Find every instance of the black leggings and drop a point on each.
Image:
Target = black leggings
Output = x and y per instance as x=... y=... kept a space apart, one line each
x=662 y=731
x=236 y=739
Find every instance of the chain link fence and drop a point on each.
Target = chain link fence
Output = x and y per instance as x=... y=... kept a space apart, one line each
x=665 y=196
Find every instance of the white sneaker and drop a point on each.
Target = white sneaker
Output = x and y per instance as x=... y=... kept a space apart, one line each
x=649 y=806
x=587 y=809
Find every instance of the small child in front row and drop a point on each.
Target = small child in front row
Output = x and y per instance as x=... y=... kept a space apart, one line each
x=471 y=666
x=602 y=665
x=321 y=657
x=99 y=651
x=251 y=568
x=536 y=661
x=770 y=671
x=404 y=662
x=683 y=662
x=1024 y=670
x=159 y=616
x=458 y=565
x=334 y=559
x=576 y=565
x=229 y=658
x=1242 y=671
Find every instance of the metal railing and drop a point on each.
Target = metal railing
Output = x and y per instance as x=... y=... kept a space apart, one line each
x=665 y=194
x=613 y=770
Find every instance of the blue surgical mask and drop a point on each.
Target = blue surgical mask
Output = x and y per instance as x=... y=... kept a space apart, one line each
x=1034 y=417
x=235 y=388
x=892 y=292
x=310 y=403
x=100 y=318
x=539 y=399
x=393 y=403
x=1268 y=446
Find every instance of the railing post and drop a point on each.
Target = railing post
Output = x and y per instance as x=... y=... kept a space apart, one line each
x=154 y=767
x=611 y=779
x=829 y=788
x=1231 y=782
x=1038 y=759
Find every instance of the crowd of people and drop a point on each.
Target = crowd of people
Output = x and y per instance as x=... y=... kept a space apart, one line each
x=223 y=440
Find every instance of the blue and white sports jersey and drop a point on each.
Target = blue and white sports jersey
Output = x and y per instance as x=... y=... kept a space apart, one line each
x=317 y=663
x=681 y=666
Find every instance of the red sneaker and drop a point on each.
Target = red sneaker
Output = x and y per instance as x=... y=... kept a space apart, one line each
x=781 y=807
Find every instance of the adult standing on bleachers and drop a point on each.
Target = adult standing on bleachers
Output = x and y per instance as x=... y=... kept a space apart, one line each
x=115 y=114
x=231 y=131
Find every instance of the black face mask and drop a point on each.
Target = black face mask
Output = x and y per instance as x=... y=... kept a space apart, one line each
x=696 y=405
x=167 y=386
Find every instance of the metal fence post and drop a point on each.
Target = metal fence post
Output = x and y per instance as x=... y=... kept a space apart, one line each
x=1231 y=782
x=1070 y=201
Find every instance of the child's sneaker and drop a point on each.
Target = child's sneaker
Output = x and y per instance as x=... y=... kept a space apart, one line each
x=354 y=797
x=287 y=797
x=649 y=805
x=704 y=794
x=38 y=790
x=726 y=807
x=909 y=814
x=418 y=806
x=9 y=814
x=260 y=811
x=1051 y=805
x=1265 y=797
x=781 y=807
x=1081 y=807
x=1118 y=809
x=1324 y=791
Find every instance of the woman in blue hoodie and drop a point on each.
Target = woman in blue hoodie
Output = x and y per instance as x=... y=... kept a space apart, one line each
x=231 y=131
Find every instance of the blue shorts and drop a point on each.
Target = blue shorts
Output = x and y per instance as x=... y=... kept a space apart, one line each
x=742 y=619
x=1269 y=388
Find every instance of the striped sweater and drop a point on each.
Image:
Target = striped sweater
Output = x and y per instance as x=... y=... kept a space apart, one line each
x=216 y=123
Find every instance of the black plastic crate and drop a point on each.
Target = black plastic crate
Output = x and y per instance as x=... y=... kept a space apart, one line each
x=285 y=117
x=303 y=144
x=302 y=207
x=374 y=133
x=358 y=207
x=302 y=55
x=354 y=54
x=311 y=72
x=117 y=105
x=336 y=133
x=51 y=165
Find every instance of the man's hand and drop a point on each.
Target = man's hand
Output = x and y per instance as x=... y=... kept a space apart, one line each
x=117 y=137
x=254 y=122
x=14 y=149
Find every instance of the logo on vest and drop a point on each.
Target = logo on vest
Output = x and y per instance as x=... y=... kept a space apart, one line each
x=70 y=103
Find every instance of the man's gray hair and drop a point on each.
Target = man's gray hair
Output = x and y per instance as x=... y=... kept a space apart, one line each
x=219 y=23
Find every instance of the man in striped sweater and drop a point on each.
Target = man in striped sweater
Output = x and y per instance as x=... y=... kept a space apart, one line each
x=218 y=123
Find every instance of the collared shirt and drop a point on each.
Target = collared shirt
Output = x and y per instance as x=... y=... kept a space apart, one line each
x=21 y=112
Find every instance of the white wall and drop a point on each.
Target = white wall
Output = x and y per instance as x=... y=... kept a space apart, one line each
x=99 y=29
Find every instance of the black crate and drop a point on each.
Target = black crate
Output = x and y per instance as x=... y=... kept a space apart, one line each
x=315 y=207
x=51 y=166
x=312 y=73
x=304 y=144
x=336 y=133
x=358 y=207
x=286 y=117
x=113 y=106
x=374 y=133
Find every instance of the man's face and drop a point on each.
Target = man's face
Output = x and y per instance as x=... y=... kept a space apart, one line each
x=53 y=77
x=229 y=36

· · · · · · ·

- **WHAT THE TASK REQUIRES**
An exact repetition of the material above is required, from its first line through the line holding "Target = small child in front row", with nothing added.

- **TASK OUTPUT**
Find every instance of the black leggings and drop a point on each.
Image:
Target = black leggings
Output = x and y per instance as x=... y=... kept a space apart, one line each
x=662 y=731
x=236 y=739
Find every instance of the chain link fence and drop a point on each.
Target = chain link fence
Output = x and y per instance as x=... y=... kept a space apart, one line each
x=665 y=196
Find every instance of the white sneaker and drop a point on each.
Target = white sneaker
Output = x and y per instance as x=... y=... kept a space apart, one line each
x=649 y=806
x=587 y=809
Find every instance of the small child in front row and drop a point on each.
Target = small child in front row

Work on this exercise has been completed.